Gather every line of the listing that contains the word "bridge" and copy each one out.

Stored entries:

Start

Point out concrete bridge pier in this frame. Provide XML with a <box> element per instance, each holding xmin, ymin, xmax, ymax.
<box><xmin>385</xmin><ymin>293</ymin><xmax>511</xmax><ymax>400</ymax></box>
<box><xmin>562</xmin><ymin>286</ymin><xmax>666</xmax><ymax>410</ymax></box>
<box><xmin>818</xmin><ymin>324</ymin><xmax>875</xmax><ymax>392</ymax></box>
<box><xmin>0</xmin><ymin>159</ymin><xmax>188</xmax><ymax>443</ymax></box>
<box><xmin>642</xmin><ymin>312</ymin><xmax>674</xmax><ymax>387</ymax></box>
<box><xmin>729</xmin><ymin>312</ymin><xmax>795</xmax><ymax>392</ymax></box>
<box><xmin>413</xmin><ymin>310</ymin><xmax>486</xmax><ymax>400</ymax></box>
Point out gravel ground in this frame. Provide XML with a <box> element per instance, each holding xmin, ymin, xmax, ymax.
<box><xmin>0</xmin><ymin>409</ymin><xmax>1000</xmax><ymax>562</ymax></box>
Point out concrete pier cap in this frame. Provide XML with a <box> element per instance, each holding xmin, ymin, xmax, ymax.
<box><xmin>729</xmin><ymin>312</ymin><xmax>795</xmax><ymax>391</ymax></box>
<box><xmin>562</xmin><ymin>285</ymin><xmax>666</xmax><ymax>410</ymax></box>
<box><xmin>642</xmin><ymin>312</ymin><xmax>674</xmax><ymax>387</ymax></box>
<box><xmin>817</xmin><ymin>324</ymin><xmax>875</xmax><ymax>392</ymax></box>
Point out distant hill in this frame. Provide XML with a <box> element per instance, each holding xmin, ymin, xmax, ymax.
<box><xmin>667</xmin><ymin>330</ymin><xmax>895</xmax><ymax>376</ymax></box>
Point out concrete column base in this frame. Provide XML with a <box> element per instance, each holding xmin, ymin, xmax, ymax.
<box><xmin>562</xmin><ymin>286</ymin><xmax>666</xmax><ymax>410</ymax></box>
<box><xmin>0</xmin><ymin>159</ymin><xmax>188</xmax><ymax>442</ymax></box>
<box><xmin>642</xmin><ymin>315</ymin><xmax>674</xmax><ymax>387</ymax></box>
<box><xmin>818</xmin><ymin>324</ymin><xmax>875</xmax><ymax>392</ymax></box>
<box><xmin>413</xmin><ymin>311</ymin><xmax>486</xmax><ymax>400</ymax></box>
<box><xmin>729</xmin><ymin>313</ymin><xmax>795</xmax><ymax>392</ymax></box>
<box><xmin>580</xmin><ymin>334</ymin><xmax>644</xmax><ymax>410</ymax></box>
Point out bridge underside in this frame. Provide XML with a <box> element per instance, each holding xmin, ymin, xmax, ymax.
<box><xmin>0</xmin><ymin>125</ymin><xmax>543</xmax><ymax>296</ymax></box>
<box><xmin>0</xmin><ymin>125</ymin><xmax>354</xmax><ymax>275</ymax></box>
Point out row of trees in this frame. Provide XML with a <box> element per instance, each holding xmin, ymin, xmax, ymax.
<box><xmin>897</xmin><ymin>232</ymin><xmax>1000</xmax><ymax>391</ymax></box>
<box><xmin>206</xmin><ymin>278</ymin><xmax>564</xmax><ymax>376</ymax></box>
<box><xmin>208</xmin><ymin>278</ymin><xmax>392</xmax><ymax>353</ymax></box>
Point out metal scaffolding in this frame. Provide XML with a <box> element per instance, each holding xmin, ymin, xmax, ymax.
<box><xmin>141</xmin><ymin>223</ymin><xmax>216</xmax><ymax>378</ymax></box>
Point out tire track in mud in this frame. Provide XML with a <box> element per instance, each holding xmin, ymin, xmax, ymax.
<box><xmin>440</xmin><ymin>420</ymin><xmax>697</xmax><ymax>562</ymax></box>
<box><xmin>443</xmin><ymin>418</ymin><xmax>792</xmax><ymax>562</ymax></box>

End

FINISHED EXERCISE:
Point out concrete bridge pier in this frame. Provide XML with a <box> element per instance, each holding xmin, ymin, xmax, ymax.
Point out bridge underside in this frame. Provide XML with a <box> element per instance, each holding xmin, ymin, xmax, ymax.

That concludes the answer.